▸ **Aim of the task**:
Your answer should hold exactly the lines from the one with "The resolver MUST return, for each instance of the document" through the last line of the material below, nothing before and nothing extra.

▸ **Provided records**:
------------------------------
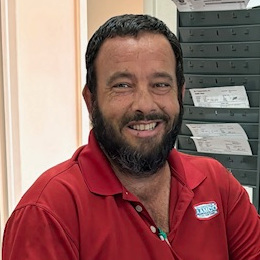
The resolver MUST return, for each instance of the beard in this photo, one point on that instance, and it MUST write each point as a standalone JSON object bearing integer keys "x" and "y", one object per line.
{"x": 144, "y": 160}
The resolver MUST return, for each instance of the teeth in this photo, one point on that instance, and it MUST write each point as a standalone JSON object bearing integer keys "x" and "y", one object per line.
{"x": 144, "y": 127}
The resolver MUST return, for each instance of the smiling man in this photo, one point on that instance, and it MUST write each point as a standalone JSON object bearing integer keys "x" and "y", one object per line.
{"x": 129, "y": 194}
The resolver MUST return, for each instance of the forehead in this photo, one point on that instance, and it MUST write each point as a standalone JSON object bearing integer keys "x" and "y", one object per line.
{"x": 144, "y": 45}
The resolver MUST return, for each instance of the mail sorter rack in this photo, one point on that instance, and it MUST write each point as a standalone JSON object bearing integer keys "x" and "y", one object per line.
{"x": 222, "y": 48}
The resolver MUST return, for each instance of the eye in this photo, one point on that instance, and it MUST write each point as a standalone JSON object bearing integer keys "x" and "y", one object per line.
{"x": 162, "y": 85}
{"x": 121, "y": 85}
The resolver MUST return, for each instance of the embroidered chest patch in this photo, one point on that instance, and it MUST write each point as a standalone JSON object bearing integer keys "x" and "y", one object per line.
{"x": 206, "y": 210}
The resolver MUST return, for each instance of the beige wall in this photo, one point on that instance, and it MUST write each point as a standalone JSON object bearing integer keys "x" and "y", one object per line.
{"x": 46, "y": 51}
{"x": 43, "y": 58}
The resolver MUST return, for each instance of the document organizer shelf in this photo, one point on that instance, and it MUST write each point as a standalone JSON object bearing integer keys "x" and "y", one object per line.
{"x": 221, "y": 49}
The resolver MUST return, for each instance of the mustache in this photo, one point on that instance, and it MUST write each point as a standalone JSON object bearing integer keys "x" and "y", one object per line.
{"x": 142, "y": 117}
------------------------------
▸ **Solved problem**:
The resolver MUST return, for each instance of the document organizer shelf in this photo, one point on that instance, and it MUST write each point as a standalone JSON object bearing integer keys "x" and "y", one object per line.
{"x": 221, "y": 49}
The resolver MUST return, for each instance of the mustache in this photo, one point on that instance, and it MUST write each point as a standalone JSON object bearing integer keys "x" and "y", one object per line.
{"x": 142, "y": 117}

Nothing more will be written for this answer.